--- Begin Given information ---

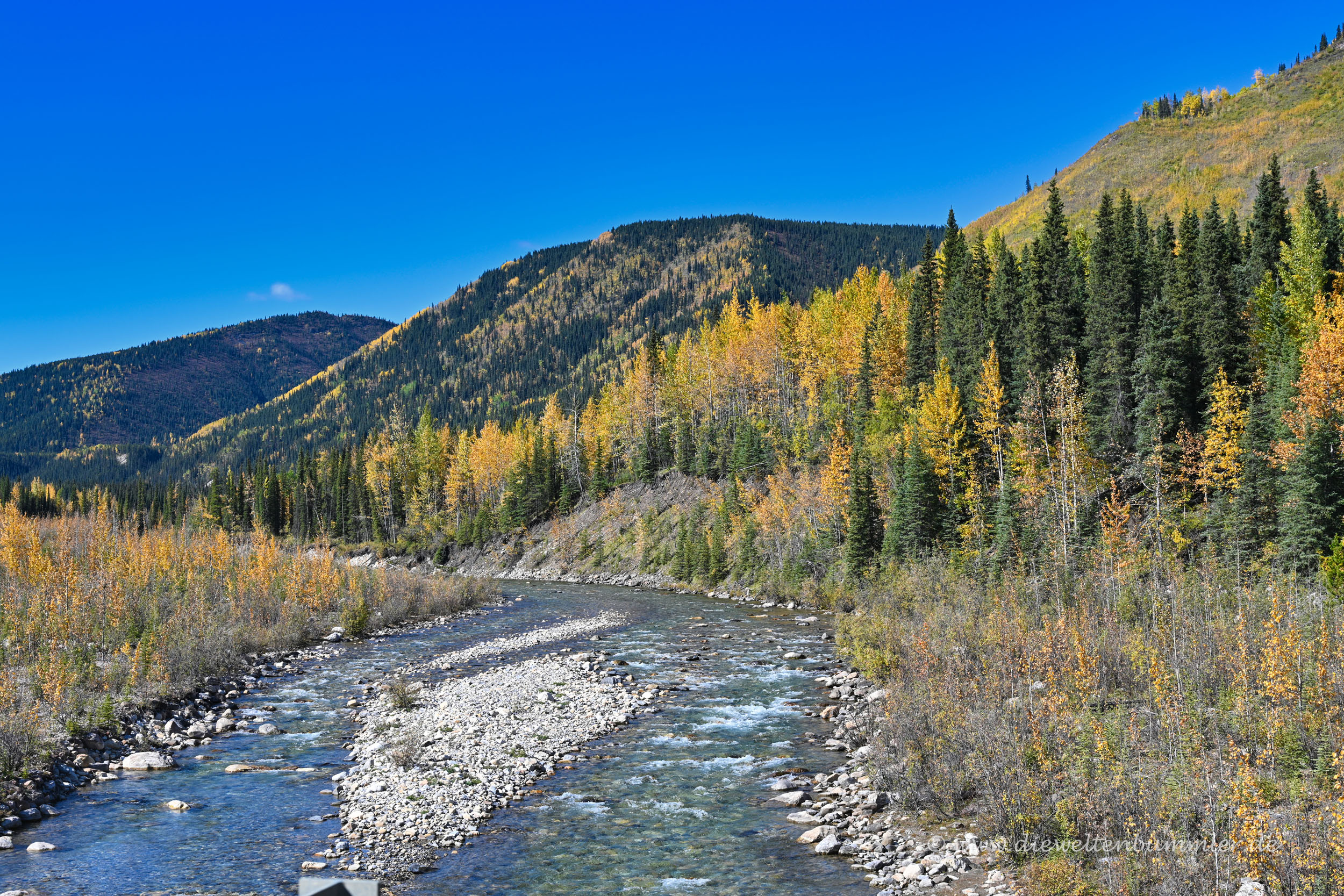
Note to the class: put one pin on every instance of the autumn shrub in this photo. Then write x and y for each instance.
(1200, 727)
(401, 695)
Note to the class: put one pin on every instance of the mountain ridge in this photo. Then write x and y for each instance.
(162, 390)
(1166, 163)
(576, 310)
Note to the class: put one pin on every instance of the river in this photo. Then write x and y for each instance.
(676, 805)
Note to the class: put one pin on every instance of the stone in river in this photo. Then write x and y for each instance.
(147, 762)
(818, 833)
(830, 844)
(791, 798)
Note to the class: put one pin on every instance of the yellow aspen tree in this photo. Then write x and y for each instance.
(460, 485)
(941, 429)
(990, 407)
(1221, 469)
(1320, 386)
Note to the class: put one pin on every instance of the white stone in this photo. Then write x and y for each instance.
(816, 833)
(830, 844)
(147, 762)
(791, 798)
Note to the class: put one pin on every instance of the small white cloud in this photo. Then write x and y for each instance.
(277, 292)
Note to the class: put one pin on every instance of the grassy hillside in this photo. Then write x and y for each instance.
(170, 388)
(1167, 163)
(561, 318)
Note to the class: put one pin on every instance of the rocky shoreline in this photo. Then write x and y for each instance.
(437, 759)
(146, 738)
(897, 849)
(434, 761)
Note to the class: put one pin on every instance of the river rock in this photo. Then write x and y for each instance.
(147, 762)
(792, 798)
(818, 833)
(830, 844)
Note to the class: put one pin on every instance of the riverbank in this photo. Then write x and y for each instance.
(148, 733)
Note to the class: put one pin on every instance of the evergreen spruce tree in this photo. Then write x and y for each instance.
(600, 485)
(921, 336)
(1112, 327)
(864, 532)
(916, 513)
(961, 316)
(749, 556)
(216, 503)
(1224, 336)
(682, 564)
(1052, 319)
(1003, 310)
(1311, 505)
(1269, 226)
(1328, 219)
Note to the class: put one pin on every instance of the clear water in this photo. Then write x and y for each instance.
(678, 808)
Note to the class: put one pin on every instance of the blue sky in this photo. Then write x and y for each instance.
(168, 168)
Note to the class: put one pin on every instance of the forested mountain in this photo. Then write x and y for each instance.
(167, 389)
(557, 319)
(1206, 146)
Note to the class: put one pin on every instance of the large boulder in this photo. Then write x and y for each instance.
(148, 761)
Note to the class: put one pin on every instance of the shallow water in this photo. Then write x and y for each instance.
(676, 808)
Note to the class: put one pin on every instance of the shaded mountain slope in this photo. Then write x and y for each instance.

--- End Given information ---

* **The request**:
Copy every line of the records above word for word, leaving out the pictures.

* **Expected output**:
Note to the class: put one pin on every instance of the autumn shrub in this photo. Then write x and y for each instance.
(1200, 727)
(401, 695)
Note to the class: put one pin on every instance of the mountain ridge in this photo. Then write x and y for each instance.
(162, 390)
(1166, 163)
(576, 310)
Note to the class: put one pin on every instance of the river in this photo. Then write x and y for each instance.
(676, 805)
Note to the class: put one pin on every instance of the stone in river in this photo. Then write x and y for each instance.
(147, 762)
(818, 833)
(830, 844)
(791, 798)
Note to the class: put one pin on every instance of the yellow aspen tree in this photo. Then write x and y for each instance.
(460, 485)
(941, 429)
(990, 407)
(1221, 469)
(1320, 386)
Note to the class: put one pin on every instance of the white stone in this photo. Then write x and y for each instance.
(816, 833)
(830, 844)
(147, 762)
(791, 798)
Note to the class: put one pin on every instance of the small white cloud in this photo. Then write x and y for each instance.
(277, 292)
Note to the class: put one pin on every instance of the grassy hillside in this photo. Then write x and y for each instance.
(170, 388)
(1167, 163)
(561, 318)
Note to the class: put one pin on every instance of the rocky shoreline in this photo. Then write x and y for each instance.
(437, 759)
(146, 738)
(897, 849)
(434, 761)
Note to the class: put one pin on every instance of the river rock in this photo. Then write x and y for each instance.
(147, 762)
(792, 798)
(818, 833)
(830, 844)
Note to the class: put one pin on every instance of the riverbank in this photo. Then write x and y for each instance.
(148, 733)
Note to the class: put one pin on every instance of the evergreen spruce tree in this photo. Then write x and y for each instance.
(600, 485)
(921, 336)
(1112, 327)
(864, 532)
(916, 513)
(961, 316)
(749, 556)
(216, 503)
(1224, 336)
(682, 564)
(1052, 319)
(1003, 310)
(1311, 505)
(1269, 226)
(1328, 219)
Note to the class: put one pin on every instance of the clear water in this photo. Then write x and y for each instance.
(678, 808)
Note to the class: put one pin on every instance of the blue sky in this photo. Then write x and y for each instance.
(168, 168)
Note to the class: put one pin on every instance of the forested mountain in this photo. Then write x and y for each instance.
(167, 389)
(557, 319)
(1206, 146)
Note to the class: put one pin on every instance of the large boulder in this photo. Then write x and y for each instance.
(148, 761)
Note to the class: put one pin on every instance of the shallow water in this photo. Then write x and y for each instance.
(676, 808)
Note to the class: put one pin on every instance of the shaded mountain slope in this photo. Then write x and y for each instance.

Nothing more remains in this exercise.